- [Supplied material]:
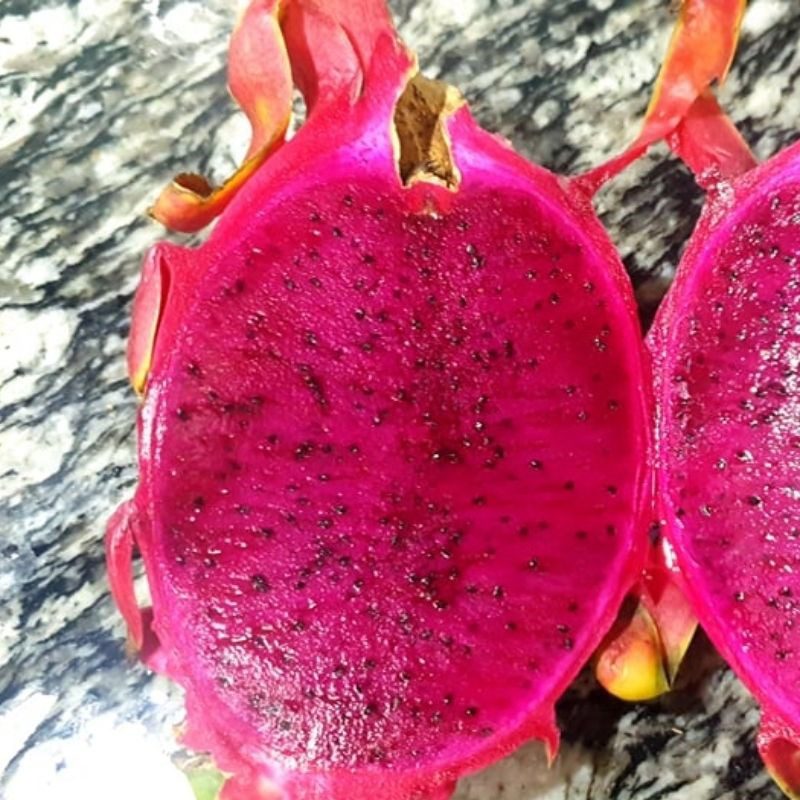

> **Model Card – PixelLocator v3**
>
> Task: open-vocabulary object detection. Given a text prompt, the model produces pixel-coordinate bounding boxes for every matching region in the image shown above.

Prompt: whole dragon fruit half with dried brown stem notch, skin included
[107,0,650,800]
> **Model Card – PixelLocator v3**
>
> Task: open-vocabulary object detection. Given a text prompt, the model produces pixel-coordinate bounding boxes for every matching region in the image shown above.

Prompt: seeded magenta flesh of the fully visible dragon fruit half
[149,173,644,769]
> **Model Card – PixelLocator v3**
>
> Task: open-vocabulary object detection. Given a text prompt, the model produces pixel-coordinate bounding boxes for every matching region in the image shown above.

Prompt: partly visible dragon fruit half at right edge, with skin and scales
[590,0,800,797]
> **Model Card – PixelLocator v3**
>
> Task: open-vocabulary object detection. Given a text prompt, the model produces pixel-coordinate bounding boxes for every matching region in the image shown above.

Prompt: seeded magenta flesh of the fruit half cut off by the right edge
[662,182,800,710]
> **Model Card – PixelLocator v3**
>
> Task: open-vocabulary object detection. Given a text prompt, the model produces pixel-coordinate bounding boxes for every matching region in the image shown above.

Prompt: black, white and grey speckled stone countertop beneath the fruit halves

- [Aim of the exercise]:
The result should be the full listing, retyped exactly and free of pictures.

- [Task solution]:
> **Model Card – PixelLocator v3**
>
> Task: open-vocabulary object detection. Given a text prompt, the model produces pixel-coordinate bounding boxes for every matching region in the image shown above.

Prompt: whole dragon fruit half with dried brown stem notch, skin included
[107,0,650,800]
> **Model Card – PixelLocator v3**
>
> Task: open-vocabulary object detection. Given a text prompt, the model produces pixel-coordinate bounding boxes for every matching region in the image shown above.

Prompt: seeded magenta flesh of the fully visible dragon fruit half
[149,173,644,769]
> **Model Card – PixelLocator v3**
>
> Task: open-vocabulary object detection. Given a text prompt, the model produces pixel-coordinate bounding boxes for every matching region in the image shown above.

Prompt: partly visible dragon fruit half at right edge, with skin and scales
[590,0,800,797]
> **Model Card – PixelLocator v3**
>
> Task: open-vocabulary object detection. Given a text prompt, the model produces pixel-coordinate bounding boxes for every matching region in the image shown above.

Prompt: seeded magenta flesh of the fruit half cut off by the right edge
[662,182,800,710]
> **Model Card – PixelLocator v3**
>
> Task: open-vocabulary object detection. Given a text prompt, the model produces pixel-coordinate bounding boxes for every matching region in the image shown above.

Prompt: black, white and grey speckled stone countertop beneath the fruit halves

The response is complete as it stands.